- _Document extract_
┌──
16. A method of classifying a current coding frame in a sequence of
audio data frames including the current frame and at least one
subsequent frame in real-time for switching a multi-mode audio
coding system operated in a current coding mode between different
modes, the method comprising: recording the sequence of audio data
frames, including the current frame and the at least one subsequent
frame; extracting at least one long-term feature and at least one
short-term feature relative to each audio data frame, including the
current frame and the at least one subsequent frame, wherein the
features substantially exhibit distinct values for different signal
types; determining whether to switch the current coding mode of the
coding system based on the at least one extracted long-term
feature; and if it is determined to switch the current coding mode
of the coding system, detecting a switch point according to the at
least one short-term feature of the current frame and the current
coding mode, at which to switch the current coding mode of the
coding system.
17. A method of classifying a current coding frame in a sequence of
audio data frames including the current frame and at least one
subsequent frame in real-time for switching a multi-mode audio
coding system operated in a current coding mode between different
modes, the method comprising: recording the sequence of audio data
frames, including the current frame and the at least one subsequent
frame; extracting at least one long-term feature relative to each
audio data frame, including the current frame and the at least one
subsequent frame, wherein the at least one feature substantially
exhibits distinct values for different signal types; detecting a
potential switch point according to the at least one long-term
feature of the current frame and the current coding mode; and
determining whether to switch the current coding mode of the coding
system at the potential switch point based on the at least one
long-term feature.
Description
FIELD OF THE INVENTION
This invention is related, in general, to digital signal
processing, and more particularly, to a method and a system of
classifying different signal types in multi-mode coding
systems.
└──
- _Raw records_
┌──
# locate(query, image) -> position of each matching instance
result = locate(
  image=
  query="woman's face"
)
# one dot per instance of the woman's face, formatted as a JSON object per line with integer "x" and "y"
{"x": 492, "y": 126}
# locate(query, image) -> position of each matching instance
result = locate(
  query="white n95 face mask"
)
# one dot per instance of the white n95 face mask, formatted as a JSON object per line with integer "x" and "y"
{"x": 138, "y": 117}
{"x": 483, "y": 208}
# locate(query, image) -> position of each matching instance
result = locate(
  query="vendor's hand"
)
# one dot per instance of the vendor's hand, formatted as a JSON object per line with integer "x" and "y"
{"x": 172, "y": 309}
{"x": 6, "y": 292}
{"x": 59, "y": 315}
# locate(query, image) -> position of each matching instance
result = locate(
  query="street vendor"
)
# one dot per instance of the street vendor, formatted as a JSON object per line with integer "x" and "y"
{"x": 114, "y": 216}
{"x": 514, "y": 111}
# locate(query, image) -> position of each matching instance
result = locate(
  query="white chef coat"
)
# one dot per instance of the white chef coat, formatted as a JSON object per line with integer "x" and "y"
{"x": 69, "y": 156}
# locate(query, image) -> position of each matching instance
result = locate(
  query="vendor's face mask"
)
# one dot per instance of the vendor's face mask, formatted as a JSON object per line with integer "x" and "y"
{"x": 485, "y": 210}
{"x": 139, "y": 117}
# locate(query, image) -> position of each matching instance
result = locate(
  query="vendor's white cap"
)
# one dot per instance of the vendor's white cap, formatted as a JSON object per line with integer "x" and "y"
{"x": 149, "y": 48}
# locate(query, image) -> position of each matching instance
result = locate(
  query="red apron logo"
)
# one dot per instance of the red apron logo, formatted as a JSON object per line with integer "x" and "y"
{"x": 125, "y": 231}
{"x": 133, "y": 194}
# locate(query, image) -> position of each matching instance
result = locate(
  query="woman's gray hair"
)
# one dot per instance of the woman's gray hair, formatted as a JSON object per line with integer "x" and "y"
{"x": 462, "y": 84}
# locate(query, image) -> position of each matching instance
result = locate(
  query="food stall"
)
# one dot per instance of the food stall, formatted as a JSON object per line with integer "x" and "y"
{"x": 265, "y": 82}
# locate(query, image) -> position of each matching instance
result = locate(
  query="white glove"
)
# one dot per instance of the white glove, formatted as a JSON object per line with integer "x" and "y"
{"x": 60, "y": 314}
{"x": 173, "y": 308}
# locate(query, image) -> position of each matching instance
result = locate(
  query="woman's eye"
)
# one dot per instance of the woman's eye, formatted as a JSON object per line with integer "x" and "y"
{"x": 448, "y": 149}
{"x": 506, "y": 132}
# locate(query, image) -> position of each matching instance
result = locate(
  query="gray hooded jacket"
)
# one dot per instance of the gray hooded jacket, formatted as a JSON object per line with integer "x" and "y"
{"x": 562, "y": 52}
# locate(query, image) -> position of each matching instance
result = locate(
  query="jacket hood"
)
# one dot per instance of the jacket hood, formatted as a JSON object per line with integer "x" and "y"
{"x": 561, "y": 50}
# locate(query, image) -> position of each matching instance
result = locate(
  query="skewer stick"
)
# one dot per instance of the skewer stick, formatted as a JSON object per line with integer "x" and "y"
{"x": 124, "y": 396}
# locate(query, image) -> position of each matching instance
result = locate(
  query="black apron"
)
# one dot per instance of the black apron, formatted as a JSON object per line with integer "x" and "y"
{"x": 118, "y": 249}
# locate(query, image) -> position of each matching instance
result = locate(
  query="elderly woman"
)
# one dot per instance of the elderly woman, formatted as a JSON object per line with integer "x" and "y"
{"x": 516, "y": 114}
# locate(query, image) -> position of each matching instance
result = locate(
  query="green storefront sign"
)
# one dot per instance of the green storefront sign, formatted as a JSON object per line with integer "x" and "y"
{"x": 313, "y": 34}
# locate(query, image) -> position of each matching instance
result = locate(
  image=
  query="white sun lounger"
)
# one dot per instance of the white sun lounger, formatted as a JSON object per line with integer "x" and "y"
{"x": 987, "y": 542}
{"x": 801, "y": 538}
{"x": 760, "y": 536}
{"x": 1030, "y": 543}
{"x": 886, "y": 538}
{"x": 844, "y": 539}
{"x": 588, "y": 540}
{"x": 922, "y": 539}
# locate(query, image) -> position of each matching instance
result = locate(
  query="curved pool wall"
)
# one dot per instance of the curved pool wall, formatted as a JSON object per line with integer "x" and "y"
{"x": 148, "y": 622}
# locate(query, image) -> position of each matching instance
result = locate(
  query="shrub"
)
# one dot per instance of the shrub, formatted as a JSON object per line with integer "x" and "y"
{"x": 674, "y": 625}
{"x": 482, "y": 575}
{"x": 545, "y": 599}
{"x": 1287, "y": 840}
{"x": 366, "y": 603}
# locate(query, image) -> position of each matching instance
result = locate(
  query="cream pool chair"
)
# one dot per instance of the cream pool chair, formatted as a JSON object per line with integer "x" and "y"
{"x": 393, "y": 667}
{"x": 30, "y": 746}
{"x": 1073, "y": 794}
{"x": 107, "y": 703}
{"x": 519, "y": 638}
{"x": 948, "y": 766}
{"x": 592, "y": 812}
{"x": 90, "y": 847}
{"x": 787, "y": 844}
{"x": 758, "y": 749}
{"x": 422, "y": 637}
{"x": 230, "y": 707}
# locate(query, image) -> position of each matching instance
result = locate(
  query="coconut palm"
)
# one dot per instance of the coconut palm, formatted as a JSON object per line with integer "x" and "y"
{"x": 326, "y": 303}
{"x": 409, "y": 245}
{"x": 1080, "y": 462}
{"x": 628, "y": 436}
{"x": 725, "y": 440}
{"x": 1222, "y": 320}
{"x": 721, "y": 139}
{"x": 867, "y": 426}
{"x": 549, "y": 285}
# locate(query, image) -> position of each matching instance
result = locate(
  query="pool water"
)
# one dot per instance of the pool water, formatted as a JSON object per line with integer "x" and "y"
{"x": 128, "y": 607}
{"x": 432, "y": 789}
└──
- _Your task_
Carry on the patent text about classifying audio signal types from where it stops. The items are separate material and are not part of the patent text.

- _Result of the exercise_
BACKGROUND OF THE INVENTION
In current multimedia applications such as Internet telephony,
audio signals are composed of both speech and music signals.
However, designing an optimal universal coding system capable of
coding both speech and music signals has proven difficult. One of
the difficulties arises from the fact that speech and music are
essentially represented by very different signals, resulting in the
use of disparate coding technologies for these two signal modes.
Typical speech coding technology is dominated by model-based
approaches such as Code Excited Linear Prediction (CELP) and
Sinusoidal Coding, while typical music coding technology is
dominated by transform coding techniques such as Modified Lapped
Transformation (MLT) used together with perceptual noise masking.
These coding systems are optimized for the different signal types
respectively. For example, linear prediction-based techniques such
as CELP can deliver high quality reproduction for speech signals,
but yield unacceptable quality for the reproduction of music
signals. Conversely, the transform coding-based techniques provide
excellent quality reproduction for music signals, but the output
degrades significantly for speech signals, especially in low
bit-rate regimes.
In order to accommodate audio streams of mixed data types, a
multi-mode coder that can accommodate both speech and music signals
is desirable. There have been a number of attempts to create such a
coder. For example, the Hybrid ACELP/Transform Coding Excitation
coder and the Multi-mode Transform Predictive Coder (MTPC) are
usable to some extent to code mixed audio signals. However, the
effectiveness of such hybrid coding systems depends upon accurate
classification of the input speech and music signals to adjust the
coding mode of the coder appropriately. Such a functional module is
referred to as a speech-and-music classifier (hereafter,
"classifier").
In operation, a classifier is initially set to either a speech
mode, or a music mode, depending on historical input statistics.
Thereafter, upon receiving a sequence of music and speech signals,
the classifier classifies the input signal during a particular
interval as music or speech, whereupon the coding system is left
in, or switched to, the appropriate mode corresponding to the
determination of the classifier. While switching of modes in the
coder is necessary and desirable when the need to do so is
indicated by the classifier, there are disadvantages to switching
too readily. Every instance of switching carries with it the
possibility of introducing audible artifacts into the reproduced
audio signal, degrading the perceived performance of the coder.
Unfortunately, prior classification techniques do not provide an
efficient solution for avoiding unnecessary switching.
Most current speech/music classifiers are essentially based on
classical pattern recognition techniques, including a general
technique of feature extraction followed by classification. Such
techniques include those described by Ludovic Tancerel et al, in
"Combined Speech and Audio Coding by Discrimination," page 154,
Proc. IEEE Workshop on Speech Coding (September 2000), and by Eric
Scheirer et al., in "Construction and Evaluation of a Robust
Multifeature Speech/Music Discriminator", Proc. IEEE Int'l
Conference Acoustics, Speech, and Signal Processing, page 1331
(April 1997).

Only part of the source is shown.